_Instructions for the task:_ Everything from the line containing "Query: stone face in focus" down to the last line of the entries below must be transcribed exactly, and nothing else.

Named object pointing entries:
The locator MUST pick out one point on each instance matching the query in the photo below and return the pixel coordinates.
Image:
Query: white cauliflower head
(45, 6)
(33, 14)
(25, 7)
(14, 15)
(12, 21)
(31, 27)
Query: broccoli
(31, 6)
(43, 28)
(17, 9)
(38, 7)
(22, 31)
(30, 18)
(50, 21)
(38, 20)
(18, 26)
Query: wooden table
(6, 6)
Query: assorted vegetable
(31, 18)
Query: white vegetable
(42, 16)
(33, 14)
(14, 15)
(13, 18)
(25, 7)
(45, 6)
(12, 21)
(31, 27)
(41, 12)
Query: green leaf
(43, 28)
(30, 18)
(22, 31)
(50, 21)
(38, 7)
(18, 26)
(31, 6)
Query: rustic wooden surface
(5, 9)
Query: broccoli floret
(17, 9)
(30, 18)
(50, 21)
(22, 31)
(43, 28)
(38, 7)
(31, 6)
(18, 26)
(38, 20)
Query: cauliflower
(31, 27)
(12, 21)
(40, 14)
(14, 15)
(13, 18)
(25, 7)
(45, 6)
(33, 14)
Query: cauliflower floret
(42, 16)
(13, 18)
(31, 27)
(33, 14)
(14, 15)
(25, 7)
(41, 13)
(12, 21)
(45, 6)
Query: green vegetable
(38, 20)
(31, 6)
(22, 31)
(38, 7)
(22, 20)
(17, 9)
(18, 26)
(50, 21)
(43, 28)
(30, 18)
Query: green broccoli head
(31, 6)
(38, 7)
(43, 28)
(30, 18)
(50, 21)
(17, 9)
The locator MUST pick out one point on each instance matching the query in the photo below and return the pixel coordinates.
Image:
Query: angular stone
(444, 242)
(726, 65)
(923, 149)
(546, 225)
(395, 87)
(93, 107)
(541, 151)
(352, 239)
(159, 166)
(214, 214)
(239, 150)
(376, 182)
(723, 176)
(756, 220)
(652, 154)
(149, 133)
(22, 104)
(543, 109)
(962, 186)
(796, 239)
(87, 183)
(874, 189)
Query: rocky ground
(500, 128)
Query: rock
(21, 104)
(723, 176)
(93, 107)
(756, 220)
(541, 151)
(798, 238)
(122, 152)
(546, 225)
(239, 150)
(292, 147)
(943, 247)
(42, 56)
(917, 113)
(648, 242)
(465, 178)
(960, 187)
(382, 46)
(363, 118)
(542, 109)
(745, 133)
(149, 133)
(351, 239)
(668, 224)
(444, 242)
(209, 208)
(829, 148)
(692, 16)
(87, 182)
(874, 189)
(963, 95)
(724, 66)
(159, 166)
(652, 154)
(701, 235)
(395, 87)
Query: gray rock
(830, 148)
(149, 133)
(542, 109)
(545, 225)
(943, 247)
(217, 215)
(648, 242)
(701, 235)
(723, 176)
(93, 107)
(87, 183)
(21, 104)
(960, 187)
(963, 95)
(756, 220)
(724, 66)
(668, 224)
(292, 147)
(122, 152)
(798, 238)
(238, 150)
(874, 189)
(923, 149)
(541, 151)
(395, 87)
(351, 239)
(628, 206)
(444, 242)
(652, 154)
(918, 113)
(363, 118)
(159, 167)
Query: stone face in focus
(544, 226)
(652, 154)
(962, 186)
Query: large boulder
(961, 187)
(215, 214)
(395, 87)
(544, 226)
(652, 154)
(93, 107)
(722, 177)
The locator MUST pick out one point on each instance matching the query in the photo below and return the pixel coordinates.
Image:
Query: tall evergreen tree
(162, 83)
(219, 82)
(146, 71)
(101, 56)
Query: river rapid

_Task answer:_
Query: stone face in focus
(544, 226)
(652, 154)
(962, 186)
Query: large boulder
(961, 187)
(215, 214)
(395, 87)
(544, 226)
(652, 154)
(93, 107)
(722, 177)
The locator MUST pick out one point on each instance matching the query in the photo below and return the pixel coordinates.
Image:
Query: tall evergreen tree
(162, 83)
(219, 82)
(146, 71)
(101, 56)
Query: river rapid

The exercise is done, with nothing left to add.